# Even more new thread wrapped blanks.



## Ted Sachs (Feb 19, 2017)

I've been busy wrapping tubes. I've done a few new wraps just to see how they'd look on a pen tube. Some of the wraps used on fishing rods don't carry over to pens too well since a rod can be so much bigger in diameter than pens, meaning, not near enough "canvas" to work with. Here's what I have done though.

The purple one isn't finished yet. I'm waiting on a dark green thread to come in so I can put that on the outer band of the diamond. It'll be finished off by putting the black, silver, black trim wrap around the diamond and then through the middle of the underwrapped diamond.


----------



## magpens (Feb 19, 2017)

Amazing work, Ted !!!!!


----------



## jttheclockman (Feb 19, 2017)

- RECORDS:
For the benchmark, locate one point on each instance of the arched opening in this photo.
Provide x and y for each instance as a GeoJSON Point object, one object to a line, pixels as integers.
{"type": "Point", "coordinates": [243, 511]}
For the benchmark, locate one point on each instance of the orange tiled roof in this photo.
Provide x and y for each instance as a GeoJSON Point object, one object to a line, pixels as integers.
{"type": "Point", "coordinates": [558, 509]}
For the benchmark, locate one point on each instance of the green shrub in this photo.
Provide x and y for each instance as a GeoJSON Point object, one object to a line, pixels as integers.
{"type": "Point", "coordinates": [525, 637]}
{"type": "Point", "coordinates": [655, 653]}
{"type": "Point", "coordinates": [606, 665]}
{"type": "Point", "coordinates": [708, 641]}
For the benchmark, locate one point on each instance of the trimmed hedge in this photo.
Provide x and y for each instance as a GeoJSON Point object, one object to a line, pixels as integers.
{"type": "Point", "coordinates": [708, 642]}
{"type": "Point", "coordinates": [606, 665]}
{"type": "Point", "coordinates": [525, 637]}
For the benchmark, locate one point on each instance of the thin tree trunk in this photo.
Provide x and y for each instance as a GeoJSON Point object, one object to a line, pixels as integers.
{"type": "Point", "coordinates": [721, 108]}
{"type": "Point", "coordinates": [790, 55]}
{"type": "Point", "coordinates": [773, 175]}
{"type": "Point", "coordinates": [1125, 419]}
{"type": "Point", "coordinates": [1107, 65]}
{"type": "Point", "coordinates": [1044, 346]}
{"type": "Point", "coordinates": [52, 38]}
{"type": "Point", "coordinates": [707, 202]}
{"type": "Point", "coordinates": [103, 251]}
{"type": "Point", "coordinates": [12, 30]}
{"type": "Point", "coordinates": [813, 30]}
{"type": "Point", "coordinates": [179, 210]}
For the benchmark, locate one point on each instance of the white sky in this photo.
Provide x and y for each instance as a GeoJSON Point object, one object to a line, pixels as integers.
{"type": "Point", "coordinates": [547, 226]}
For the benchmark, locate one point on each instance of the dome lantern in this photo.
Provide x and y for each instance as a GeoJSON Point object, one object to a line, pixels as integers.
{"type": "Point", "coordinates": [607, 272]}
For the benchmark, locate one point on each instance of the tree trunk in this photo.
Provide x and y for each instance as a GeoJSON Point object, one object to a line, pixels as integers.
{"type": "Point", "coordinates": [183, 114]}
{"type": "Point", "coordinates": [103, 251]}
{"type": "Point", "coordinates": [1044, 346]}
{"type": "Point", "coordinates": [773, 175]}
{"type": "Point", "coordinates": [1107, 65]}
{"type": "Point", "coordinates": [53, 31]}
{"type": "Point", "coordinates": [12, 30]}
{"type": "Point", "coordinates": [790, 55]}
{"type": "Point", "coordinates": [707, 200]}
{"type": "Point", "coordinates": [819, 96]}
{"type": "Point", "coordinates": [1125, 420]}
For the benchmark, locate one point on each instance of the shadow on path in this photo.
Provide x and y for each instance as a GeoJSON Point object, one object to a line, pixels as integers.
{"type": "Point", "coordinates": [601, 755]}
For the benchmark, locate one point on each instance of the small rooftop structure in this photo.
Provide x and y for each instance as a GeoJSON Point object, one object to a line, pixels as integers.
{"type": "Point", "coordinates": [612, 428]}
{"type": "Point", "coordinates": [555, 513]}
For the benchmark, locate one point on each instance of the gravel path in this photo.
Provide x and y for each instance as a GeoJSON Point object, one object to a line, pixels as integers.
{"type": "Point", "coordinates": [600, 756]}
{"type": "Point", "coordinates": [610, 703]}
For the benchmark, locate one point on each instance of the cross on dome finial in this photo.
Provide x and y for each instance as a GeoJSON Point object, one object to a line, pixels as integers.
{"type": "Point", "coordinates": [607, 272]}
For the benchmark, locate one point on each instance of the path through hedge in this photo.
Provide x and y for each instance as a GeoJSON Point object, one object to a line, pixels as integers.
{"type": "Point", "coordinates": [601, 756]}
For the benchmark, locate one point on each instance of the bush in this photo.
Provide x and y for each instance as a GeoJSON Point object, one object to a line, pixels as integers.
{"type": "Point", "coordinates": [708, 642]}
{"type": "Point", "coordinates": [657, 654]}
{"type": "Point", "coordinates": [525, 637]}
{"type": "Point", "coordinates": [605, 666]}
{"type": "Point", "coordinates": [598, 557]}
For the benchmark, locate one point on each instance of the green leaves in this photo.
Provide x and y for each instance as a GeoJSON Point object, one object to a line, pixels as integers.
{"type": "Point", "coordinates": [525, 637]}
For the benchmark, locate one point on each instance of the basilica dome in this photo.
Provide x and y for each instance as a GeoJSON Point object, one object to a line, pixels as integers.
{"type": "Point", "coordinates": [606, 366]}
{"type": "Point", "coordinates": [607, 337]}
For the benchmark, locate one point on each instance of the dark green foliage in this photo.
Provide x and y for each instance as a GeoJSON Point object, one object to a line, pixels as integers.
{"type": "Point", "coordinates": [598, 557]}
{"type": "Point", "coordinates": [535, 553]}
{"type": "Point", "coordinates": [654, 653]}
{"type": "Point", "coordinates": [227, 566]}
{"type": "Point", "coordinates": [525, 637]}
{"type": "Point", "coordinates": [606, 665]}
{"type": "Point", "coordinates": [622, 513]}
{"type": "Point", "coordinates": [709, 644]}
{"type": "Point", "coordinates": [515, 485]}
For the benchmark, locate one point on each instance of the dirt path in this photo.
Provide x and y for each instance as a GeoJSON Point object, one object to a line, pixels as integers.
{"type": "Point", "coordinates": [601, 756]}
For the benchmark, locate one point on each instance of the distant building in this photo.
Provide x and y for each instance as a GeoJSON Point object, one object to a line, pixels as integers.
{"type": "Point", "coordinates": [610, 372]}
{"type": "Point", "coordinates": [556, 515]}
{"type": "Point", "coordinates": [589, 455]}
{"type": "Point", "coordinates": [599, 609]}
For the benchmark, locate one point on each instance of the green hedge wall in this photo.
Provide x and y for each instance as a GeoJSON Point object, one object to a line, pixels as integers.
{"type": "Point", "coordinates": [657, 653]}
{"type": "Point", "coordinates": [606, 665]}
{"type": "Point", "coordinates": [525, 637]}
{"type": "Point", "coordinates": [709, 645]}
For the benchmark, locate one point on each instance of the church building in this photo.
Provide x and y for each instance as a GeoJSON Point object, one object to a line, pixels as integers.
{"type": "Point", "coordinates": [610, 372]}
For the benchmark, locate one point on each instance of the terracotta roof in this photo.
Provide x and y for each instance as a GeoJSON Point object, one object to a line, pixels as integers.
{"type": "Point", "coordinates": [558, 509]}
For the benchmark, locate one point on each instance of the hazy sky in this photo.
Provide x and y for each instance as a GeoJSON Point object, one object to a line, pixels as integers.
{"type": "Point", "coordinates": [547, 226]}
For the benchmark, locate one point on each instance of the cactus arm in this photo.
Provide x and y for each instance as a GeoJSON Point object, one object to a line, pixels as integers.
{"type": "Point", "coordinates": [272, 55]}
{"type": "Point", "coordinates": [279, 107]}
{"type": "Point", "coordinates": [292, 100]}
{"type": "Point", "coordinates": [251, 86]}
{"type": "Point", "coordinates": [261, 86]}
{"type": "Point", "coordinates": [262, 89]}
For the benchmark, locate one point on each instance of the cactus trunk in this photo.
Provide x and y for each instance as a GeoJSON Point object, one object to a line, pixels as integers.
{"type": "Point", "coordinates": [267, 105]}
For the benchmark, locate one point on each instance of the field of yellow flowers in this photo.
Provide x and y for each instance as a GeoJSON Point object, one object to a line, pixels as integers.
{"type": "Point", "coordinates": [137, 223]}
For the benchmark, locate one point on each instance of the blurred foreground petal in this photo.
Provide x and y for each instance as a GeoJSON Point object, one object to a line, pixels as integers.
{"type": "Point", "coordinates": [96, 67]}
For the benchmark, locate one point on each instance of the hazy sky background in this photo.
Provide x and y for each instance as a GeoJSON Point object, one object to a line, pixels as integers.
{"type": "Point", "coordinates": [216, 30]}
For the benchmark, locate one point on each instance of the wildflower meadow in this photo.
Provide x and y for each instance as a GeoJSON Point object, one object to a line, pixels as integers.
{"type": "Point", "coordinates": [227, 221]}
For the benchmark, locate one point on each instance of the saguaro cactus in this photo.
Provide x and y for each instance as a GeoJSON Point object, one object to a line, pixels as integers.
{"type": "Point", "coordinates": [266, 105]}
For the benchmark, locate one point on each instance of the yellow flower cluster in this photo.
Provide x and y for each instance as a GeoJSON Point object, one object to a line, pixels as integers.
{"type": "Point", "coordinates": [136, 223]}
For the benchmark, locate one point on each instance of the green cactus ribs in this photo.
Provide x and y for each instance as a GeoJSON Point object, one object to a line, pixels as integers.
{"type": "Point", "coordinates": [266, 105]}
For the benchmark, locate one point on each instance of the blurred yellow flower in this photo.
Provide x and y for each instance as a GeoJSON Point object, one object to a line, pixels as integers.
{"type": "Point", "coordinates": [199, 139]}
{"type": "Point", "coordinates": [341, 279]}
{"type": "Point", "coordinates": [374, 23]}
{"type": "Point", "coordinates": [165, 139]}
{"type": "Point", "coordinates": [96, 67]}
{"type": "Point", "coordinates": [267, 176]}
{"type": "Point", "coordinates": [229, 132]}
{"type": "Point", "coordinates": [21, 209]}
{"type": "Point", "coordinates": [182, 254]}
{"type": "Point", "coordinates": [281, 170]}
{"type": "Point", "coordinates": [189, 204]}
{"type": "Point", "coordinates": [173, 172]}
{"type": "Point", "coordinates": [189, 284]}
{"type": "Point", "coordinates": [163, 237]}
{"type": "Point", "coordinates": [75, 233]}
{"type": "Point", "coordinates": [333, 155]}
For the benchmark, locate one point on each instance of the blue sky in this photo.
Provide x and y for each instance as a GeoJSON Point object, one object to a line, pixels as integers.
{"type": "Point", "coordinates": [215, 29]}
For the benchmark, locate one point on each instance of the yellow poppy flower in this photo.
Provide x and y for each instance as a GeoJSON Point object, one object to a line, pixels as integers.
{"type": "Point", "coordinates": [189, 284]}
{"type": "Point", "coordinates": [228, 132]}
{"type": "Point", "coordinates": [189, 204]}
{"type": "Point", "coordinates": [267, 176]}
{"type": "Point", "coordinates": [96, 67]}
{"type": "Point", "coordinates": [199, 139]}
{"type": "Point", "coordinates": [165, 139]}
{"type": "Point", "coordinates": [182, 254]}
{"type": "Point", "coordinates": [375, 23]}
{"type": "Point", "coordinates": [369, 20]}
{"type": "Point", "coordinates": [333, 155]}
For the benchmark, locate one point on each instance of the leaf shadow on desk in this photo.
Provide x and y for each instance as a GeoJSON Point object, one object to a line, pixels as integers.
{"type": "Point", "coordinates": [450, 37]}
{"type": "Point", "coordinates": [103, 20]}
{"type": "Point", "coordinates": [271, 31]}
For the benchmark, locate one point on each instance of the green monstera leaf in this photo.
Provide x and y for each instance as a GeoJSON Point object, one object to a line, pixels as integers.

- PROBLEM TO WORK ON: Reproduce the forum thread on thread-wrapped pen blanks above in full, character for character.

- EXERCISE OUTPUT:
# Even more new thread wrapped blanks.



## Ted Sachs (Feb 19, 2017)

I've been busy wrapping tubes. I've done a few new wraps just to see how they'd look on a pen tube. Some of the wraps used on fishing rods don't carry over to pens too well since a rod can be so much bigger in diameter than pens, meaning, not near enough "canvas" to work with. Here's what I have done though.

The purple one isn't finished yet. I'm waiting on a dark green thread to come in so I can put that on the outer band of the diamond. It'll be finished off by putting the black, silver, black trim wrap around the diamond and then through the middle of the underwrapped diamond.


----------



## magpens (Feb 19, 2017)

Amazing work, Ted !!!!!


----------



## jttheclockman (Feb 19, 2017)